## Passage given

Among the capitalists we notice the timber speculator, who purchases tracts without ploughland, or, perhaps, sells the latter to the small farmer. Yet, with all that, three-fourths of the total area acquired by the capitalist class are farmed by the owners. Practical business men who invest their money in large estates, would undoubtedly prefer to quietly pocket the enormous rents paid by the peasants, if in reality agriculture on a large scale had proved a loss, as both the nobility and the peasantists claimed.[169]
Moreover, the management of the estates by the capitalists is far superior to that which the noble landlord could afford.

## Items from a dataset
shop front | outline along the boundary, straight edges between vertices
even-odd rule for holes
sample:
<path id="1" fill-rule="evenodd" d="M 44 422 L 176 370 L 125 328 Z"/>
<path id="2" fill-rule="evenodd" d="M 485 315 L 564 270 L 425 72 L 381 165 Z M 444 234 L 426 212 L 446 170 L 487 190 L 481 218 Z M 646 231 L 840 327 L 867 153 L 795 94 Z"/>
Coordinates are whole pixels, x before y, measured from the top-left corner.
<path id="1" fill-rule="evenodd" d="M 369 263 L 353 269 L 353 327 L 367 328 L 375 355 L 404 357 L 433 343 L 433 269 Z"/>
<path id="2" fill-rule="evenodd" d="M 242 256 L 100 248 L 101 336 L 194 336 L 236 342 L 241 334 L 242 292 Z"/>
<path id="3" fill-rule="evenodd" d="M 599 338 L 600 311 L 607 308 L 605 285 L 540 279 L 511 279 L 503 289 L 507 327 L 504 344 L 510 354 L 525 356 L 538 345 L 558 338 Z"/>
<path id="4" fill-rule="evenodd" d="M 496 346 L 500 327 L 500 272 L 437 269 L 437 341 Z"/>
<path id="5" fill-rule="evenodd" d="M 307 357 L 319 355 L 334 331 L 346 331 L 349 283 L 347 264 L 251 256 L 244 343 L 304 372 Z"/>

## Task A
According to the passage on capitalist landownership, what share of the total area acquired by the capitalist class is farmed by the owners themselves?
## Task B
Carry on the passage on capitalist landownership, starting after its final sentence.

## Exercise response A
Three-fourths of it.

## Exercise response B
The capitalist would manure his fields as soon as his holding reaches scarcely one-half the average estate on which the nobleman would care to fertilize the soil; and even then the latter lags behind the capitalist as regards the area yearly manured:
| Estates with large agriculture. | Number of estates. | Average (dessiatines). | Area under cultivation. | |||
|---|---|---|---|---|---|---|
| Dessiatines. | Once in how many years manured? | |||||
| Total. | Per cent. | Yearly manured. | ||||
| Property of the nobility: | 100 | |||||
| Farming with manure | 104 | 816 | 28495 | 92 | 2555 | 11.1 |
| Farming without manure | 19 | 280 | 2415 | 8 | ||
| Property of the capitalist class: | 100 | |||||
| Farming with manure | 45 | 363 | 5314 | 85 | 825 | 6.4 |
| Farming without manure | 22 | 138 | 958 | 15 | ||
The expense of fertilizing is compensated by the greater productivity of capitalistic agriculture.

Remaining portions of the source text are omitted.